# Document text:
=== Begin Enclosure ===
But census officials say they’ve counted the homeless before and they know how to get it done. As in the past, the count happens in a three-day blitz — Sept. 22-24 — and includes visits to emergency shelters and soup kitchens, as well as an overnight count of people living outdoors or in vehicles.

The staff of temporary “enumerators” were trained last week on safety and cultural sensitivity, and equipped with masks and hand sanitizer, said Tim Olson, the bureau’s associate director of field operations.

“This is my fourth census,” Olson said. “It literally does [all] occur during those three days. We have approximately 40,000 people doing this enumeration [nationwide].”

But the COVID-19 pandemic upended most planned census operations. The homeless count was originally scheduled for late March, but was postponed because most of the country was sheltering in place to prevent the spread of the virus. Even today, six months later, the ongoing pandemic continues to create major obstacles for getting an accurate homeless count.
=== End Enclosure ===
# Problems to solve:
(1) Copy the passage on the homeless census count word for word, between "But census officials" and "or in vehicles.", inclusive.
(2) Answer these questions using the passage on the homeless census count.
(a) On which dates does the three-day count take place?
(b) About how many people does Olson say are doing the enumeration nationwide?
(c) When was the homeless count originally scheduled?

# Listed records:
=== Begin Enclosure ===
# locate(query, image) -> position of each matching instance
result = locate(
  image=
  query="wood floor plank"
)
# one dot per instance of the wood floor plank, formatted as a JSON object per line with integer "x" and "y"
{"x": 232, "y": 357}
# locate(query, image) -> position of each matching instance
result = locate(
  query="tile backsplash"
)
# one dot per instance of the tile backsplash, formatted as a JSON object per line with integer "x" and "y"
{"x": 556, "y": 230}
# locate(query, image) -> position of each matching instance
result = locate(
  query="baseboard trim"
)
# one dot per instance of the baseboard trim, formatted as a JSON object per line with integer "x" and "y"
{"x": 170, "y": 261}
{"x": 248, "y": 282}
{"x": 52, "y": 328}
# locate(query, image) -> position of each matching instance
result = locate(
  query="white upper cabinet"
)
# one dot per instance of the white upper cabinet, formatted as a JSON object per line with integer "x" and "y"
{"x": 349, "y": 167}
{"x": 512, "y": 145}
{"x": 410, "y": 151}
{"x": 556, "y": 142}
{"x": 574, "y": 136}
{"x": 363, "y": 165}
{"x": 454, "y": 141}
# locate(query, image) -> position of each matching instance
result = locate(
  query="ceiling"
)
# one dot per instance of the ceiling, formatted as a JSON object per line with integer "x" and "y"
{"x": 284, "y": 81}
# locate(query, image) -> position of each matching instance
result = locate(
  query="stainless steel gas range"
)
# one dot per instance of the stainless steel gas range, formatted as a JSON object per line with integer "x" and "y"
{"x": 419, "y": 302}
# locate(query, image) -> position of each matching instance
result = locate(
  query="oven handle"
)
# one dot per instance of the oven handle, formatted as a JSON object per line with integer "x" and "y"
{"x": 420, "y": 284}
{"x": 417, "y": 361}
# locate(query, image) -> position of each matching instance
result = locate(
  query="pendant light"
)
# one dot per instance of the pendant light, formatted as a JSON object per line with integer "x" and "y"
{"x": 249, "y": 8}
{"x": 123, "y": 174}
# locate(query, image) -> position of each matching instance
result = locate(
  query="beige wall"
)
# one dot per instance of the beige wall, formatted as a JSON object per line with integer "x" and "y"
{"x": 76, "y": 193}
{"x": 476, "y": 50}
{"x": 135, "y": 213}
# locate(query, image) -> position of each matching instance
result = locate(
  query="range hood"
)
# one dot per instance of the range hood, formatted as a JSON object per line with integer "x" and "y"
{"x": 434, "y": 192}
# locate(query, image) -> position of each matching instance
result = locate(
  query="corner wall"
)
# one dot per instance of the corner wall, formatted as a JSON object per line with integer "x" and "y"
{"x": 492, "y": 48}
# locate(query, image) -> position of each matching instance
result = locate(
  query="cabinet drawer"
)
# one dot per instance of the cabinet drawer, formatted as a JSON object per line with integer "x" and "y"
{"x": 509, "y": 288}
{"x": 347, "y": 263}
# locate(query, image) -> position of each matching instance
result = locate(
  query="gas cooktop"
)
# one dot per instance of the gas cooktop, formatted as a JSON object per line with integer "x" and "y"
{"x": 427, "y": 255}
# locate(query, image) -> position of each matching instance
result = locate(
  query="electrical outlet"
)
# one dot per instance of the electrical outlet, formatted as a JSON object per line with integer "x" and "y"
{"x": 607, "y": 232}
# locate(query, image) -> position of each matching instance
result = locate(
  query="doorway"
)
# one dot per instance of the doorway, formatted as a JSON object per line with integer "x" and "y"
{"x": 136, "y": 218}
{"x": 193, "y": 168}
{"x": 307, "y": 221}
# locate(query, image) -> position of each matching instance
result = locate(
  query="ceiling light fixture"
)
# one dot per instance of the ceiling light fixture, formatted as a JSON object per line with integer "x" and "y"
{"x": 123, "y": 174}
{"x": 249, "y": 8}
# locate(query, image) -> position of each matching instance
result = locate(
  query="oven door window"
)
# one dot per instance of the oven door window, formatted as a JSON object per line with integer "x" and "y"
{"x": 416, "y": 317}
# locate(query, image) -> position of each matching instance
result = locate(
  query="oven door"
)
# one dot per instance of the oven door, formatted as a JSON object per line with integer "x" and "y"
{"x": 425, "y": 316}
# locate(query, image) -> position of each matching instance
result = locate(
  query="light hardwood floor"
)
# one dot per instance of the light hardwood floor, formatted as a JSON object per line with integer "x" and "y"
=== End Enclosure ===
# Replies:
(1)
But census officials say they’ve counted the homeless before and they know how to get it done. As in the past, the count happens in a three-day blitz — Sept. 22-24 — and includes visits to emergency shelters and soup kitchens, as well as an overnight count of people living outdoors or in vehicles.

(2)
(a) Sept. 22-24
(b) Approximately 40,000
(c) Late March